*WHAT TO DO*:
Would you copy only the lines below, beginning with the one that contains "Where can the tile" and running through the last entry line?

*GIVEN INFORMATION*:
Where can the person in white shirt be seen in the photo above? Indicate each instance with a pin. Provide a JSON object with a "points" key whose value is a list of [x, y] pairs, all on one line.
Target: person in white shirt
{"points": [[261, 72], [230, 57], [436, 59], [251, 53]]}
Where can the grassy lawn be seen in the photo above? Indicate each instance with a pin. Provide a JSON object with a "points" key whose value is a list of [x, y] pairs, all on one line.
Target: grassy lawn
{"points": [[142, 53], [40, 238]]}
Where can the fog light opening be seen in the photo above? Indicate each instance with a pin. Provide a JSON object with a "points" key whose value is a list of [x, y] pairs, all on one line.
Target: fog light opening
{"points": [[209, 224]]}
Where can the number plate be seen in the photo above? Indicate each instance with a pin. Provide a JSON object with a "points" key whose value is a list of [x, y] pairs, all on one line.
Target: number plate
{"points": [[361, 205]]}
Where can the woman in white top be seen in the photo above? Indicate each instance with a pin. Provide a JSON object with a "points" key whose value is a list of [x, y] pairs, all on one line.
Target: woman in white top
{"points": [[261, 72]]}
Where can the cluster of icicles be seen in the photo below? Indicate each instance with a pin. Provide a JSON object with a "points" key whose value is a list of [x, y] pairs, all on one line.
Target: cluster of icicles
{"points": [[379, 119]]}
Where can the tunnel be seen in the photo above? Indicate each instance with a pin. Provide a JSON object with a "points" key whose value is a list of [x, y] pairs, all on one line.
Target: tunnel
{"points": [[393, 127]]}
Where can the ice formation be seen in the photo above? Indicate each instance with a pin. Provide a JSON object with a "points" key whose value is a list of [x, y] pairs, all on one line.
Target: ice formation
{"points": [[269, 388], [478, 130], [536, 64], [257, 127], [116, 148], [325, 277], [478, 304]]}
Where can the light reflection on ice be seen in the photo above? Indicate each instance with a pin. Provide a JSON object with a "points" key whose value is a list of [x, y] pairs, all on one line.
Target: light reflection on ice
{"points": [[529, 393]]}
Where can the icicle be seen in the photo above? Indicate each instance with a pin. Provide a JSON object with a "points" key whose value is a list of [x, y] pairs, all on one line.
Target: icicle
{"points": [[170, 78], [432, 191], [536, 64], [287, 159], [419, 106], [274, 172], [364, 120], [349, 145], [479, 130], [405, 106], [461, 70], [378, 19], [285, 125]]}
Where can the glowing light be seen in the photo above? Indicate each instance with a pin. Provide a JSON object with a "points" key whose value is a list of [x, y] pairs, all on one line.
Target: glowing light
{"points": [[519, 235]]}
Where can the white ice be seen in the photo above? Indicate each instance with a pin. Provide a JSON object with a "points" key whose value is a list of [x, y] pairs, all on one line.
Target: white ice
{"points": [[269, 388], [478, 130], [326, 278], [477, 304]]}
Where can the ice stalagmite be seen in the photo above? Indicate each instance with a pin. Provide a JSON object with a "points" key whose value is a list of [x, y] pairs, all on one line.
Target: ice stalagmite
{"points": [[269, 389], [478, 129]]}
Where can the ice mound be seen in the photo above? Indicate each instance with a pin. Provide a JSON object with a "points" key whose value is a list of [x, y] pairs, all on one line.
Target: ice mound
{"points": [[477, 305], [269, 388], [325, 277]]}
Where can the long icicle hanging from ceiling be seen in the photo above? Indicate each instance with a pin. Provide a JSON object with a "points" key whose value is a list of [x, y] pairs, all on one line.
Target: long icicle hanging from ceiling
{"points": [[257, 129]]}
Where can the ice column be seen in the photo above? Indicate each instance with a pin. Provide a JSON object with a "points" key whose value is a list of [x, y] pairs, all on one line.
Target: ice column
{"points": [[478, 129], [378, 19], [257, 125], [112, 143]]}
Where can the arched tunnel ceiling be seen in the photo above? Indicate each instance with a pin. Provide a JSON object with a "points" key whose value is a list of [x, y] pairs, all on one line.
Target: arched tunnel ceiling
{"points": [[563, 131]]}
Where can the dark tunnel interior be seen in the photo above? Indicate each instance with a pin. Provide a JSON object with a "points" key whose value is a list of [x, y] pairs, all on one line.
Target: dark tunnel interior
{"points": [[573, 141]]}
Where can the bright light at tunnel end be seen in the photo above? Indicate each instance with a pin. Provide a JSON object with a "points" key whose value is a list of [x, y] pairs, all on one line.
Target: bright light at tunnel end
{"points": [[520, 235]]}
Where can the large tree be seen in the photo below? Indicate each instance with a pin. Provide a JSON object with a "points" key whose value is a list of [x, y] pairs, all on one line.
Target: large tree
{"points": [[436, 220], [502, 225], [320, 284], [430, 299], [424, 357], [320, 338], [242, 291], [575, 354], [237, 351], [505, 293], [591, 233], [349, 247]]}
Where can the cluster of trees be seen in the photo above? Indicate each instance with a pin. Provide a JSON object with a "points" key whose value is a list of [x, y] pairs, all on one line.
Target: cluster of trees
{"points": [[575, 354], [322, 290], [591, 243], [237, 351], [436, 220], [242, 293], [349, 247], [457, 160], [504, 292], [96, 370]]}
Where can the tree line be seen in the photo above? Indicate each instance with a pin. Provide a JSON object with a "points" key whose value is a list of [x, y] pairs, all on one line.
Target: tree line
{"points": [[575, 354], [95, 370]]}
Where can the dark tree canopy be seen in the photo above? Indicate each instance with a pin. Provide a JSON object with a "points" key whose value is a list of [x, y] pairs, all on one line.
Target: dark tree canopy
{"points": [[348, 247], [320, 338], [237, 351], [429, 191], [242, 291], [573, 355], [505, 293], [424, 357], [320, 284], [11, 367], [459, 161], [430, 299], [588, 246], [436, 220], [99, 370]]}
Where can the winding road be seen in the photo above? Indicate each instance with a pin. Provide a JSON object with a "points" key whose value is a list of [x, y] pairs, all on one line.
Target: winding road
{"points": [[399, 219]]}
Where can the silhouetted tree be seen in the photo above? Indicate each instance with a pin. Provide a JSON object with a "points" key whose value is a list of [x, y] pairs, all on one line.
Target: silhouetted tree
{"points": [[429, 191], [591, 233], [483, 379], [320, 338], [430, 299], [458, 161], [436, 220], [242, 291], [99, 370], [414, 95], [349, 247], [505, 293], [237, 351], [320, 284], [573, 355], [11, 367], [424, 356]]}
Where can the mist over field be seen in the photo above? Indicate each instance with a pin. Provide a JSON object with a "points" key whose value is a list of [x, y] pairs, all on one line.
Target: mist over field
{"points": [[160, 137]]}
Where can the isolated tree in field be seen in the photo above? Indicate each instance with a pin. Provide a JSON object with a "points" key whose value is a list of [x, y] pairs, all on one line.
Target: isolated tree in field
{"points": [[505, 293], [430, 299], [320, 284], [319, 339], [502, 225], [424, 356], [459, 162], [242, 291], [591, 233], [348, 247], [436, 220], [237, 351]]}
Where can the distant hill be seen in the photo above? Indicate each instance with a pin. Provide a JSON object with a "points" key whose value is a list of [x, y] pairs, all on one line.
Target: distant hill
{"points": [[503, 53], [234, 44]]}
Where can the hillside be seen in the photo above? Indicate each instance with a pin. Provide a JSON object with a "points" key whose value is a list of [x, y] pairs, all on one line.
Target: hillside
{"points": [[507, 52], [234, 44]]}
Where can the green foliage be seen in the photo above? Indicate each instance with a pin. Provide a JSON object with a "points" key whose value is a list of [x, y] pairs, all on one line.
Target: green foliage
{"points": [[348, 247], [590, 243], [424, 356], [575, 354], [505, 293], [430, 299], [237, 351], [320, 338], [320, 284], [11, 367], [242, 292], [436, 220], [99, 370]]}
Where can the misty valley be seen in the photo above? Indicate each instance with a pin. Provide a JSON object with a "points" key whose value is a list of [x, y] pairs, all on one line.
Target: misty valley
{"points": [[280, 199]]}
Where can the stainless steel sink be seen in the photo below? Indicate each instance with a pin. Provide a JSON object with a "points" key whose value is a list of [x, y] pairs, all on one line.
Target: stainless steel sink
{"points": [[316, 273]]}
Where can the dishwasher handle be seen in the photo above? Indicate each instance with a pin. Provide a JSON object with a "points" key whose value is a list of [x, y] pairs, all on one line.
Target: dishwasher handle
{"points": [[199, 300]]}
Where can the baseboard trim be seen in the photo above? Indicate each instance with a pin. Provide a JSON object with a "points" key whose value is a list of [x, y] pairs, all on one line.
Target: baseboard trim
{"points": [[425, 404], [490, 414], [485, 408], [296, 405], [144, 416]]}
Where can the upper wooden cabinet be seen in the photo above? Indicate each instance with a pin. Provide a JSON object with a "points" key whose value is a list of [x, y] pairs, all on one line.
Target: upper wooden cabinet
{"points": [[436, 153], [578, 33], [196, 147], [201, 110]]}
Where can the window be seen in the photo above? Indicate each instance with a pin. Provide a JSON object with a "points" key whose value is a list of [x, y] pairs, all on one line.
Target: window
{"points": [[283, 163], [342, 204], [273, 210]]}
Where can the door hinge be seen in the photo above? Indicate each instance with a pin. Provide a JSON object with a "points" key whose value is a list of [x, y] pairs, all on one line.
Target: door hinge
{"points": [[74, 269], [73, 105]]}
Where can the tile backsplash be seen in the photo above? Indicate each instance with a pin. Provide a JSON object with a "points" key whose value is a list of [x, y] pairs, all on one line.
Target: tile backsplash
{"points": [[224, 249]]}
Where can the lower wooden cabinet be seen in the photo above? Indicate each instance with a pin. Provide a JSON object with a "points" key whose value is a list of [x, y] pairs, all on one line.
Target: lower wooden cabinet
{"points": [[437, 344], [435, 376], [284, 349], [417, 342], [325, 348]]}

*WRITTEN SOLUTION*:
Where can the tile backsplash be seen in the photo above? Indicate each instance with a pin. Provide a JSON object with a "points" key whose value is a list of [x, y] pairs, all on one line.
Target: tile backsplash
{"points": [[224, 249]]}
Where can the lower wooden cabinet be seen in the photo above? Indicate each instance with a pin. Provide a JSON object with a "points" key whose value is a list of [x, y] pairs, all on one line.
Target: lower wooden cabinet
{"points": [[437, 344], [435, 376], [284, 349], [417, 342], [325, 348]]}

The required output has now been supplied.